-- ARBEITSANWEISUNG --
Greif den Reisebericht über die Suche nach dem perfekten Guru nach seinem letzten Satz wieder auf und schreib ihn weiter.

-- QUELLE --
____

Mittwoch, 6. Januar 2016

Auf der Suche nach dem perfekten Guru!

Im April / Mai diesen Jahres leite ich eine Reise nach Indien. Während ich mich innerlich jetzt schon darauf freue und vorbereite, viel mir folgende Erfahrung ein, die ich während einer Indienreise im Jahr 2004 gemacht habe. Ich habe sie in einem meinem Buch "Alles ist Yoga" veröffentlicht und liebe diese Geschichte:

Auf der Suche nach dem perfekten Guru
Im März 2004 fuhren fuhr ich zusammen mit einer Freundin nach Indien, um das Geburtsland des Yoga zu besuchen. Die wunderschönen und ausdrucksstarken Fotografien indischer Yogis hatten uns beide gleichermaßen immer wieder beeindruckt. Deshalb hofften wir, persönlich eine Begegnung mit einem solch charismatischen Yogi erleben zu können. Wir hatten bereits zahlreiche Idealvorstellungen von einem solchen Guru entwickelt, die durch viele Berichte von Indienreisenden und fantasievollen Legenden gespeist worden waren: großgewachsen, braungebrannt mit muskulösem Körper, charismatische Gesichtszüge sowie Augen, die uns beim ersten Blick durchdringen und in die tiefste Tiefe unserer Seelen schauen können.

Ankunft in Neu-Dehli
Unsere Reise führte uns von Neu-Delhi, einer der dreckigsten Städte der Welt, nach Jaipur. Müde und erfüllt von unterschiedlichsten Eindrücken, fanden wir dort ein kleines gepflegtes Hotel. Direkt daneben gab es eine Yogaschule, auf die wir durch ein riesiges Plakat aufmerksam geworden waren. Natürlich wollten wir mit unserer Suche nach einem charismatischen Guru direkt hier vor Ort beginnen, obwohl uns hier nicht wirklich nach Yoga und Pranayama zu Mute war. Die Luft in Jaipur war nur unwesentlich besser als die in Neu-Delhi … Trotzdem wollten wir uns nicht davon abhalten lassen, unter der Aufsicht eines guten indischen Lehrers an einer Yogastunde teilzunehmen.

Nach unserer ersten Nacht in Jaipur gingen wir morgens um sechs Uhr, noch müde und unausgeschlafen, zur Yogaschule. Sie war in einem alten Schulgebäude untergebracht und sah alles andere als einladend aus. Der Vorgarten war ungepflegt, und das Gebäude selbst war heruntergekommen. Hier und dort wiesen Spuren darauf hin, dass man versucht hatte, gewalttätig in das Haus einzudringen, weil Fensterscheiben fehlten und Holzbretter vor die Fenster genagelt worden waren.

____

-- ERFASSTE ANGABEN --
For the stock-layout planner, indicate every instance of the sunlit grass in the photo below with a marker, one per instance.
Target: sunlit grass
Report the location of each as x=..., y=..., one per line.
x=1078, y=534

____

-- ÜBUNGSLÖSUNG --
Angekommen?!
Wir waren offensichtlich die ersten Schüler für den Yogaunterricht, der laut Plakat um sechs Uhr beginnen sollte. Während wir unsere Blicke nach einem möglichen Bewohner oder Hausmeister durch das marode Haus schweifen ließen, warteten wir gespannt auf unseren Yogalehrer. Kurze Zeit später tauchte eine kleine, mollige Frau in den Dreißigern auf, die in einen etwas schmuddeligen Sari gekleidet war. Sie begrüßte uns lediglich mit einem leichten, fast gleichgültigen Kopfnicken und ging dann zu einer alten Holzkiste, die auf der Veranda des Schulhauses stand. Etwas ungeschickt holte sie eine alte, fleckige und staubüberzogene Decke als Unterlage für die Übungen heraus. Mit einem erneuten Kopfnicken wies sie uns an, es ihr gleichzutun. Katja und ich schauten uns an, und mit viel Widerwillen und einem leichten Gefühl des Ekels zogen wir zwei weitere, ebenso dreckige und verstaubte Decken aus der Kiste und suchten uns einen Platz auf der Veranda.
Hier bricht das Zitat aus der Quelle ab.